Copy out all the entries word for word.

[start of Data lines]

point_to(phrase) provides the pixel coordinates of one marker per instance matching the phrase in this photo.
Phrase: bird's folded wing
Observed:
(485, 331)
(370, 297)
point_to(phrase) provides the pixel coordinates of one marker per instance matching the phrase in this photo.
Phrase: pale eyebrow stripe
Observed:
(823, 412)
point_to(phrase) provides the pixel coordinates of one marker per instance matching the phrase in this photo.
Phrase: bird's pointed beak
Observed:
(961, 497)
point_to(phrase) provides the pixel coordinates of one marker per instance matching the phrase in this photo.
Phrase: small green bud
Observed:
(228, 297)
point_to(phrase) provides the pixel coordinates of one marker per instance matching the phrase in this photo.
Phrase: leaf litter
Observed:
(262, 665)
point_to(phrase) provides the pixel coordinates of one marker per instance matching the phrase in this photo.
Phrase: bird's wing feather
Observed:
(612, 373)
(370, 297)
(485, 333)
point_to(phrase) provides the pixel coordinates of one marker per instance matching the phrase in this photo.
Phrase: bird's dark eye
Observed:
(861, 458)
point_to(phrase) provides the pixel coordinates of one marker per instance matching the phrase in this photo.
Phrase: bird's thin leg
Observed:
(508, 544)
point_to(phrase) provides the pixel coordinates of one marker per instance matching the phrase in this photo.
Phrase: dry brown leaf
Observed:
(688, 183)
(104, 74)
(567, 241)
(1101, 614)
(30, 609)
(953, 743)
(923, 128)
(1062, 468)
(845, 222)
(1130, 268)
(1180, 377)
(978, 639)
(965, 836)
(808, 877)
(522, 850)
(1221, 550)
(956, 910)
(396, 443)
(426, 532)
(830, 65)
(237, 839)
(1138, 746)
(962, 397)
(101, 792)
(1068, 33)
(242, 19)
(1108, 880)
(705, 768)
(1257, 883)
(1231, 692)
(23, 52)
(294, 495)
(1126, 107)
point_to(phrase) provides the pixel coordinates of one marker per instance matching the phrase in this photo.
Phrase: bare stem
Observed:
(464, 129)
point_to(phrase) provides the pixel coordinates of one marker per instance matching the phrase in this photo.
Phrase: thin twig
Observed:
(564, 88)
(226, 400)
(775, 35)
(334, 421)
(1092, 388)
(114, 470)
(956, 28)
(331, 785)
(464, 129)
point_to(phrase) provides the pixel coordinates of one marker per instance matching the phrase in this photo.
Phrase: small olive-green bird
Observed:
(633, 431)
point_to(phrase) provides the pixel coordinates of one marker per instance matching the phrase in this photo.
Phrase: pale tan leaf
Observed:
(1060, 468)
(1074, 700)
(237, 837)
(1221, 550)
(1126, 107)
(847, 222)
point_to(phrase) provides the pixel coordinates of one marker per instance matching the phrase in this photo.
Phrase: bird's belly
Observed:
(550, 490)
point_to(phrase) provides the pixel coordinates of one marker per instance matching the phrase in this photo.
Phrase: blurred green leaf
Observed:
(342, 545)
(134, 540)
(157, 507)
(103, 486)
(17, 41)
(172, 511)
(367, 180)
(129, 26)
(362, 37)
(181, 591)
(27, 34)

[end of Data lines]

## The response
point_to(phrase) provides the pixel coordinates of one marker per instance matching the phrase in this photo.
Phrase: bird's folded wing
Observed:
(485, 331)
(370, 297)
point_to(phrase) provides the pixel coordinates of one marker per instance matching the phrase in this photo.
Phrase: pale eyebrow stripe
Observed:
(823, 412)
point_to(phrase) provides the pixel coordinates of one marker per instance matching the phrase in this photo.
Phrase: bird's pointed beak
Observed:
(961, 497)
point_to(phrase) provides the pixel coordinates of one marker per instance matching the phrase in this photo.
Phrase: small green bud
Observed:
(228, 297)
point_to(phrase) provides the pixel coordinates of one marker per instance matching the phrase in this photo.
Phrase: leaf litter
Observed:
(262, 665)
point_to(phrase) provides the pixel coordinates of one marker per instance matching the phrase in this photo.
Phrase: bird's wing feather
Observed:
(612, 373)
(370, 297)
(485, 333)
point_to(phrase) provides the pixel coordinates of one marker per instance matching the phrase in this photo.
Phrase: bird's dark eye
Observed:
(861, 458)
point_to(phrase) provides the pixel coordinates of one marker per instance matching the phrase in this photo.
Phrase: bird's thin leg
Observed:
(508, 544)
point_to(phrase) provides the pixel coordinates of one marker per instance matching the phrase in this photo.
Phrase: dry brown leaf
Observed:
(688, 183)
(104, 74)
(567, 241)
(1101, 614)
(30, 609)
(953, 743)
(923, 128)
(1062, 468)
(845, 222)
(1130, 268)
(1180, 377)
(978, 639)
(965, 836)
(808, 877)
(522, 850)
(1221, 550)
(956, 910)
(396, 443)
(426, 532)
(830, 65)
(237, 839)
(1138, 746)
(962, 397)
(101, 792)
(1068, 33)
(242, 19)
(1108, 880)
(705, 768)
(1257, 883)
(1231, 692)
(23, 52)
(294, 495)
(1126, 107)
point_to(phrase) provides the pixel coordinates of one marker per instance matching the phrase in this photo.
Phrase: bare stem
Observed:
(464, 129)
point_to(phrase) provides the pixel coordinates of one marker per instance matching the phrase in this photo.
Phrase: thin twig
Observed:
(564, 88)
(226, 400)
(775, 35)
(334, 421)
(1092, 388)
(114, 470)
(956, 28)
(331, 785)
(464, 129)
point_to(phrase) provides the pixel coordinates of one marker per instance matching the phrase in this photo.
Phrase: small olive-green bird
Observed:
(633, 431)
point_to(phrase) provides the pixel coordinates of one marker per instance matching the phrase in this photo.
Phrase: pale tan leaf
Observed:
(1060, 468)
(1074, 700)
(237, 837)
(1221, 550)
(1126, 107)
(847, 222)
point_to(phrase) provides the pixel coordinates of one marker per instance matching the phrase in this photo.
Phrase: bird's belly
Observed:
(550, 490)
point_to(phrase) provides the pixel coordinates of one marker per instance matching the phrase in this photo.
Phrase: blurred green leaf
Observed:
(342, 545)
(134, 540)
(157, 507)
(103, 486)
(17, 41)
(172, 511)
(367, 180)
(129, 26)
(362, 37)
(181, 591)
(27, 34)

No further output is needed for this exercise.